* **Passage**
┄┄┄┄┄┄┄┄┄┄

IS terrorists are targeting the Shia community in the war-torn region.

ABHIMANYU DAS  New Delhi | 11th Oct 2014

Five Shia clerics and a well-known lawyer are planning to travel to Iraq next week in order to help resist the Islamic State terrorists targeting the community in the war-torn region.

The group of Shia clerics includes Maulana Kalbe Javed from Lucknow, along with four office bearers of the Delhi based Shia organisation Anjuman-e-Haideri. They will be accompanied by Mahmood Paracha, a Supreme Court lawyer, who has been fighting scores of terror related cases.

Bahadur Abbas Naqvi, general secretary of the organisation, who will be travelling to Iraq, said that the group received their visa approvals almost three months ago. However, he added, "following the fall of government in Iraq, we had to postpone our plan. It took a full month before a new government was put in place and resumed its duties. We are now hoping to have our visas renewed once the Iraqi embassy here in Delhi opens post the Eid vacations. We plan to leave next week."

┄┄┄┄┄┄┄┄┄┄

* **Dataset excerpts**
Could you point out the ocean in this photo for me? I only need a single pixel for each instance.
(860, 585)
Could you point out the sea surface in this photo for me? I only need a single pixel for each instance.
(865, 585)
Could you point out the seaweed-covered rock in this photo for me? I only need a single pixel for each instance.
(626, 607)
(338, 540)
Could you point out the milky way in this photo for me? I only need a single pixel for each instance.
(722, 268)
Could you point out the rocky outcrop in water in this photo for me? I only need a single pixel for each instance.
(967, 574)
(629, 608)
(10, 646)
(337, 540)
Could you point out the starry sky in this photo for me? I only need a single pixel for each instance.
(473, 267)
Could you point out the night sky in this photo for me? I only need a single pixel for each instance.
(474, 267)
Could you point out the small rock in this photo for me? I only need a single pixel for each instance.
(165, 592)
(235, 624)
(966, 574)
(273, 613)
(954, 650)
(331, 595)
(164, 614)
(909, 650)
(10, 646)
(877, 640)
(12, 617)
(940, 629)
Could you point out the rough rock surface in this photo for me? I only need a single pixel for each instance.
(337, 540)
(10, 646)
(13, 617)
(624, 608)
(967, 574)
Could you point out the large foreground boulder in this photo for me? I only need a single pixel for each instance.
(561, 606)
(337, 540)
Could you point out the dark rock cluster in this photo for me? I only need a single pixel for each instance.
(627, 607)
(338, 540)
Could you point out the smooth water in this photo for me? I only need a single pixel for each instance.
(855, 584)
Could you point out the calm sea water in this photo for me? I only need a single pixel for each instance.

┄┄┄┄┄┄┄┄┄┄

* **Task statement**
Please write out the news report again between "Five Shia clerics" and "terror related cases.", inclusive, substituting "scholars" for each occurrence of "clerics".

* **Final result**
Five Shia scholars and a well-known lawyer are planning to travel to Iraq next week in order to help resist the Islamic State terrorists targeting the community in the war-torn region.

The group of Shia scholars includes Maulana Kalbe Javed from Lucknow, along with four office bearers of the Delhi based Shia organisation Anjuman-e-Haideri. They will be accompanied by Mahmood Paracha, a Supreme Court lawyer, who has been fighting scores of terror related cases.